[Data records]
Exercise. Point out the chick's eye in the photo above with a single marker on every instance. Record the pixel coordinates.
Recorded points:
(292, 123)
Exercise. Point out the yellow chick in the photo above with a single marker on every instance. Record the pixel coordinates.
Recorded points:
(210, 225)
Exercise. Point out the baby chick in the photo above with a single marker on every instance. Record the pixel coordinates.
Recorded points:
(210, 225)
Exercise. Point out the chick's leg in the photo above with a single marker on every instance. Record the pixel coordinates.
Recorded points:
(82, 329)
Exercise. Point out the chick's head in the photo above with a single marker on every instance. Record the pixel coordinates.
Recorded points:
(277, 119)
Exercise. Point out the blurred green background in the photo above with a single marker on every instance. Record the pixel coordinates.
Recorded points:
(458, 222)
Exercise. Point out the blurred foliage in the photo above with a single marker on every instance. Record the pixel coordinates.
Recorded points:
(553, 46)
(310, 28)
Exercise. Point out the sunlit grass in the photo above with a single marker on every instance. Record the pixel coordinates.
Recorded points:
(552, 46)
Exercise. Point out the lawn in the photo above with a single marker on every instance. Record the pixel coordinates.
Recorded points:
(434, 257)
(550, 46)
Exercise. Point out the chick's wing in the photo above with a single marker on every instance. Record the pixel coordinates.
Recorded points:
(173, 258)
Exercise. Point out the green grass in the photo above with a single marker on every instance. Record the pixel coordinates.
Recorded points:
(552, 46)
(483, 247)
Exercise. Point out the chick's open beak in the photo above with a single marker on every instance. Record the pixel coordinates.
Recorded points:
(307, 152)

● **REQUIRED ACTION**
Report back every line of the entries in which "above" occurs.

● **RESPONSE**
Exercise. Point out the chick's eye in the photo above with a single marker on every instance. Record the pixel coordinates.
Exercise. Point out the yellow chick in the photo above with a single marker on every instance. Record the pixel coordinates.
Exercise. Point out the baby chick in the photo above with a single marker on every instance. Record the pixel coordinates.
Exercise. Point out the chick's leg in the photo above with a single marker on every instance. Record the pixel coordinates.
Exercise. Point out the chick's head in the photo above with a single marker on every instance. Record the pixel coordinates.
Exercise. Point out the blurred green background in the photo above with a single marker on every instance. Record the pixel coordinates.
Exercise. Point out the blurred foliage in the photo above with a single marker on every instance. Record the pixel coordinates.
Exercise. Point out the sunlit grass in the photo above with a single marker on every instance. Record the pixel coordinates.
Exercise. Point out the lawn in the photo above with a single marker on every instance. Record the pixel coordinates.
Exercise. Point out the chick's wing in the photo above with a single marker on every instance. Record the pixel coordinates.
Exercise. Point out the green grass in the photo above with a single marker on every instance. Record the pixel coordinates.
Exercise. Point out the chick's open beak in the photo above with a single marker on every instance. Record the pixel coordinates.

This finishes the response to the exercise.